What the task requires - Reproduce every line of the listing below verbatim, omitting the pictures.

Object pointing dataset rows -

◆ ◆ ◆ ◆ ◆ ◆ ◆

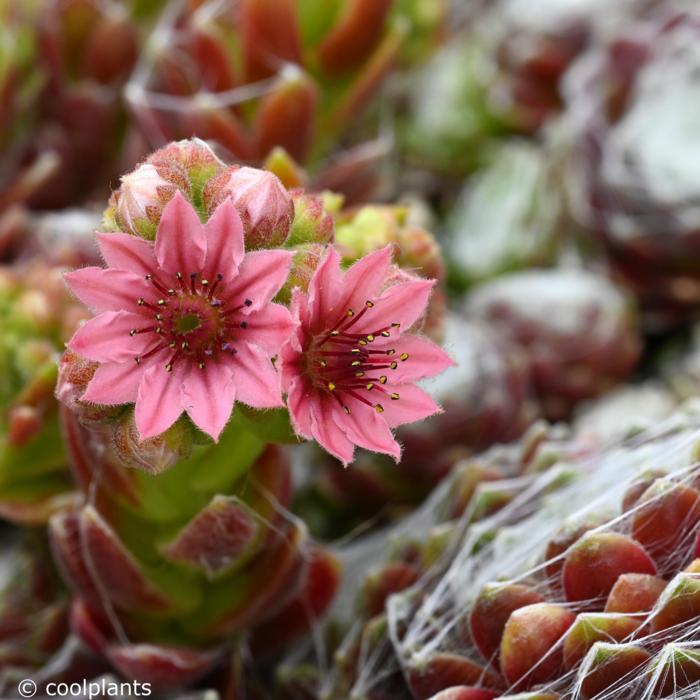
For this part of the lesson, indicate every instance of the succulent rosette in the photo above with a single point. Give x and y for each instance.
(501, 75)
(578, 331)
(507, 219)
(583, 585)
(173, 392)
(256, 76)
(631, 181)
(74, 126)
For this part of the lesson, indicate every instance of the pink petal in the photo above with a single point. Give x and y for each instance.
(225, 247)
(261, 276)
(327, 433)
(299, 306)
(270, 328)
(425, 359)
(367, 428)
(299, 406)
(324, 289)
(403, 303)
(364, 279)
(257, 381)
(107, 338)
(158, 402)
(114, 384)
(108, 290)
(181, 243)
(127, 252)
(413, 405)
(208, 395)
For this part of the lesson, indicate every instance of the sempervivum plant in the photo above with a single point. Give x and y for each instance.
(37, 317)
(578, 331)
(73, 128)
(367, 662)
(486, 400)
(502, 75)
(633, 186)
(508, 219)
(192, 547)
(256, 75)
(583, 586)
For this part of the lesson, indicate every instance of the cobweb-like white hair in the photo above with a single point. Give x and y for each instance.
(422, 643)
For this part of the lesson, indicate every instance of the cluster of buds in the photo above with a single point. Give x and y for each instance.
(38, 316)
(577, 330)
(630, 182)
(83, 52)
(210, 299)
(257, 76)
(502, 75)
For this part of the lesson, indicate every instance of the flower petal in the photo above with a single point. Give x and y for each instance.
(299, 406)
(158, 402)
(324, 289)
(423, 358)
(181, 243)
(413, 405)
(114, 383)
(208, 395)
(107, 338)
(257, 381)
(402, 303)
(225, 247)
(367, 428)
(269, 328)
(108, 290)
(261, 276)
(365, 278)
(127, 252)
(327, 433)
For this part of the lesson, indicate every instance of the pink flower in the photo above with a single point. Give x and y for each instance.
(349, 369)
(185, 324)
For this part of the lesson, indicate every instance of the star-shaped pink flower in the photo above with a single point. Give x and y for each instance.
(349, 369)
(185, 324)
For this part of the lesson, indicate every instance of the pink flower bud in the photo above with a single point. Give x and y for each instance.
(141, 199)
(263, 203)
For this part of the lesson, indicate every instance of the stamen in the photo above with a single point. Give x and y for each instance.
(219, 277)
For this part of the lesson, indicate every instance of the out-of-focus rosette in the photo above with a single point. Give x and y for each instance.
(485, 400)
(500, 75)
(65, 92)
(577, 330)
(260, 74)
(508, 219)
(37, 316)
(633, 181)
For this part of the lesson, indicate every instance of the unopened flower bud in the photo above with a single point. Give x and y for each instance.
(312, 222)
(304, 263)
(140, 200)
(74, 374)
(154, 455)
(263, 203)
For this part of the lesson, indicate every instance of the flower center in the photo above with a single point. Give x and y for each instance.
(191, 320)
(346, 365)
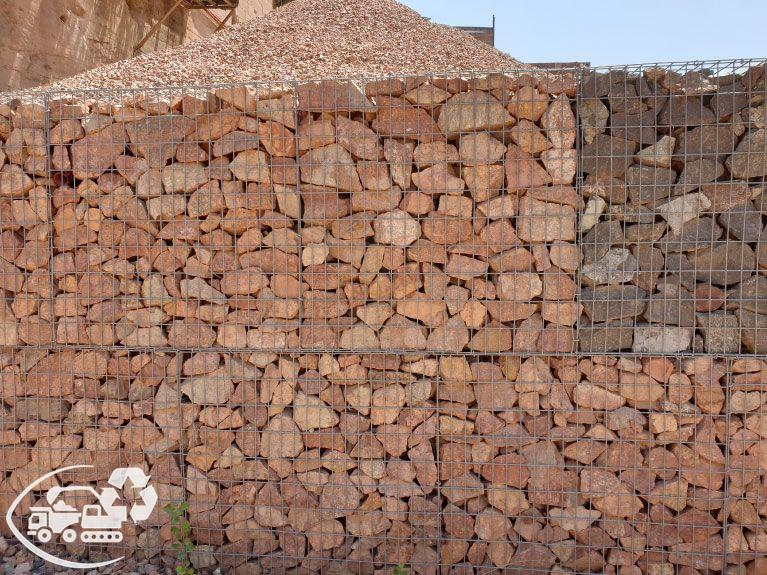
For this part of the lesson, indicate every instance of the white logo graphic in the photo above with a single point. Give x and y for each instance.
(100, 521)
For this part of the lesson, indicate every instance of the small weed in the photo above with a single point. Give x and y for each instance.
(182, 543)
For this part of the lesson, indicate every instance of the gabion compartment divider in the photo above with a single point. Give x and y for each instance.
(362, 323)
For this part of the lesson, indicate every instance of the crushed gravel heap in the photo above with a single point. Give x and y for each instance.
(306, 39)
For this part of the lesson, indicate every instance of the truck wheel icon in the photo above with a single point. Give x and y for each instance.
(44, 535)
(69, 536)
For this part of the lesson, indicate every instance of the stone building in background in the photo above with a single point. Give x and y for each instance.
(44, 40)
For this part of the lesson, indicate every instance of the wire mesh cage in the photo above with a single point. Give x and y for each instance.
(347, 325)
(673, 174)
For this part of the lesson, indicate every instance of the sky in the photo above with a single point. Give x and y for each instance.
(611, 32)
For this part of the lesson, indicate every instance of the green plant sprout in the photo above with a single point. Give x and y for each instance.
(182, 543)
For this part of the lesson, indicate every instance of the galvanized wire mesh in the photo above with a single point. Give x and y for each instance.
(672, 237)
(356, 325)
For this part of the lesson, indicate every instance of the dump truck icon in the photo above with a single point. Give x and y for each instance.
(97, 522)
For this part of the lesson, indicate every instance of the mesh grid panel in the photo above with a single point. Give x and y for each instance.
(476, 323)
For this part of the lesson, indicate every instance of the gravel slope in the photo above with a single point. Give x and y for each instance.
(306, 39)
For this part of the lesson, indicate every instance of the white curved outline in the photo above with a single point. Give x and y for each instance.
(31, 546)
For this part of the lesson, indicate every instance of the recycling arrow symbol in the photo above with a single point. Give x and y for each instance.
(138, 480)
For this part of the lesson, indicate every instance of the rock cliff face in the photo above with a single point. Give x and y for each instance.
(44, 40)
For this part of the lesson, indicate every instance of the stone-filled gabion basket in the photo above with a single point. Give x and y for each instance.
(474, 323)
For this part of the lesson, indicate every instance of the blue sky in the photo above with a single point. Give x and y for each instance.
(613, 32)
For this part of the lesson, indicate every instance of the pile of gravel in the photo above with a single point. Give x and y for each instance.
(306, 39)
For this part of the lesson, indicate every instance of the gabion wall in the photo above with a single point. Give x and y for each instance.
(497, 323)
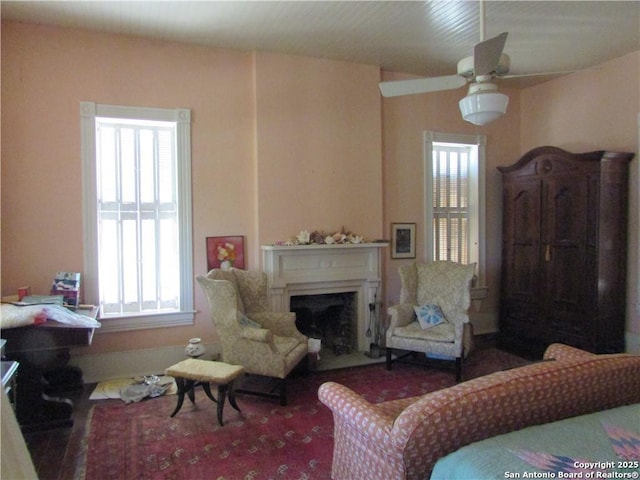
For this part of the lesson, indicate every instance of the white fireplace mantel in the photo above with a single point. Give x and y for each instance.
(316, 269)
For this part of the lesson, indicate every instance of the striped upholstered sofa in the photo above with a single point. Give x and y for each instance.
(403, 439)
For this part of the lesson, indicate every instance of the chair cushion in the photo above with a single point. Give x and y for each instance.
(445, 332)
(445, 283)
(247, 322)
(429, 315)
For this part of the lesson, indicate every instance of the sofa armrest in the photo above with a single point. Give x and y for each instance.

◆ ◆ ◆ ◆ ◆ ◆ ◆

Result of the exercise -
For this part of the lesson, indicate every instance of the succulent rosette in the photo above with a single point. Give x and y for each instance.
(501, 75)
(578, 331)
(507, 219)
(583, 585)
(173, 392)
(256, 76)
(631, 181)
(74, 126)
For this part of the lesson, indicate every instance of the pink petal in the photo above with a single point. Give x and y for each instance.
(225, 247)
(261, 276)
(327, 433)
(299, 306)
(270, 328)
(425, 359)
(367, 428)
(299, 406)
(324, 289)
(403, 303)
(364, 279)
(257, 381)
(107, 338)
(158, 402)
(114, 384)
(108, 290)
(181, 243)
(127, 252)
(413, 405)
(208, 395)
For this part of the lesson, indicate every instance of the sempervivum plant in the photo above with a single point. Give x and y for each instance.
(37, 317)
(578, 331)
(73, 128)
(367, 662)
(486, 400)
(502, 75)
(633, 186)
(508, 219)
(192, 547)
(256, 75)
(583, 586)
For this part of the lesson, indicate every instance of the cobweb-like white hair in the photo above with a single point. Give x and y for each instance.
(422, 643)
For this part of the lesson, indicate every instance of the cluster of buds in the photo above with a single point. Give x and y for each instance.
(38, 316)
(577, 330)
(630, 182)
(83, 52)
(210, 299)
(257, 76)
(502, 75)
For this part of the lesson, indicate every instance of the flower petal in the photo above with a single point. Give x and y for each instance.
(299, 406)
(158, 402)
(324, 289)
(423, 358)
(181, 243)
(413, 405)
(114, 383)
(208, 395)
(107, 338)
(257, 381)
(402, 303)
(225, 247)
(367, 428)
(269, 328)
(108, 290)
(261, 276)
(365, 278)
(127, 252)
(327, 433)
For this part of the lesson, indicate every instance of the pink flower in the photo above with a single point. Give x and y for each instance.
(349, 369)
(185, 324)
For this part of the lesson, indicate every instance of the star-shaped pink flower in the photo above with a single point. Give x and y for each instance.
(349, 369)
(185, 324)
For this part of the lesson, indicate every instance of the pink flower bud in the photo above with a single point. Give x and y for each instance.
(141, 199)
(263, 203)
For this part of the lesson, indicate every instance of the stamen in the photo above with a single point. Give x and y for each instance.
(219, 277)
For this part of the lesson, indicate every instance of the out-of-focus rosette in the photo above with a single point. Give x and y for each instance.
(485, 400)
(500, 75)
(65, 92)
(577, 330)
(260, 74)
(508, 219)
(37, 316)
(633, 181)
For this part of the lesson, indicate every instance of the unopened flower bud in the photo above with a single point. Give x and y for each instance.
(312, 222)
(304, 263)
(140, 200)
(74, 374)
(154, 455)
(263, 203)
For this part of the lesson, indicate every instance of the flower center in the photo above with a single point. Give x and y for each instance.
(191, 320)
(346, 365)
For this part of the lesson, indicate every instance of the white logo graphic in the photo above with a single point. Give x and y for each instance.
(100, 521)
For this part of the lesson, indicate every instance of the small weed in the photo above with a single point. Give x and y for each instance.
(182, 543)
For this part of the lesson, indicate every instance of the gabion compartment divider in the photo above with a single point. Give x and y for each instance.
(362, 323)
For this part of the lesson, indicate every instance of the crushed gravel heap in the photo above with a single point. Give x and y for each instance.
(306, 39)
For this part of the lesson, indicate every instance of the truck wheel icon in the photo above with a single point. Give x and y for each instance.
(44, 535)
(69, 536)
For this part of the lesson, indicate every instance of the stone building in background in the photo above with a single point. Give x and y for each instance.
(44, 40)
For this part of the lesson, indicate every instance of the wire mesh cage in the photo above with a single point. Give x and y for each instance.
(347, 325)
(673, 174)
For this part of the lesson, indicate every instance of the sky in the photo above with a single point. Give x and y for each instance.
(611, 32)
For this part of the lesson, indicate every instance of the green plant sprout in the photo above with a single point. Give x and y for each instance.
(182, 543)
For this part of the lesson, indicate every instance of the galvanized wire mesh in the photo above with a single point. Give x and y for each instance.
(672, 237)
(356, 325)
For this part of the lesson, indicate every instance of the dump truck icon in the photo above with a single point. Give x and y for each instance.
(97, 522)
For this part of the lesson, indicate every instance of the mesh grid panel in the photo above with a single point. Give x and y for each instance.
(476, 323)
For this part of the lesson, indicate every instance of the gravel slope in the photo above with a single point. Give x and y for each instance.
(306, 39)
For this part of the lesson, indicate every instance of the white curved outline in the photo above with a single point. Give x and y for each instance.
(31, 546)
For this part of the lesson, indicate every instance of the recycling arrow symbol in the photo above with a single point. Give x and y for each instance.
(138, 480)
For this part of the lesson, indicate every instance of the rock cliff face in the photo above with a single point. Give x and y for each instance.
(44, 40)
For this part of the lesson, indicate every instance of the stone-filled gabion basket in the photo above with a single point. Give x and y for each instance.
(474, 323)
For this part of the lesson, indicate every instance of the blue sky in the photo above with a single point. Give x and y for each instance.
(613, 32)
For this part of the lesson, indicate every instance of the pile of gravel in the photo above with a single point. Give x and y for each instance.
(306, 39)
For this part of the lesson, indicate every instance of the gabion wall in the photo above with a single point. Give x and y for each instance.
(497, 323)
For this part of the lesson, indicate every instance of the white fireplace mantel in the photo above with a single point. Give x and y for each instance.
(316, 269)
For this part of the lesson, indicate every instance of the striped upholstered sofa in the photo above with a single point. Give x and y for each instance.
(403, 439)
For this part of the lesson, indicate every instance of the chair cushion in the photo above with a single point. Give x and y for each instance.
(445, 332)
(445, 283)
(247, 322)
(429, 315)
For this part of the lesson, indicate every instance of the sofa armrest in the photo above with a single point. Give x and y for each instance.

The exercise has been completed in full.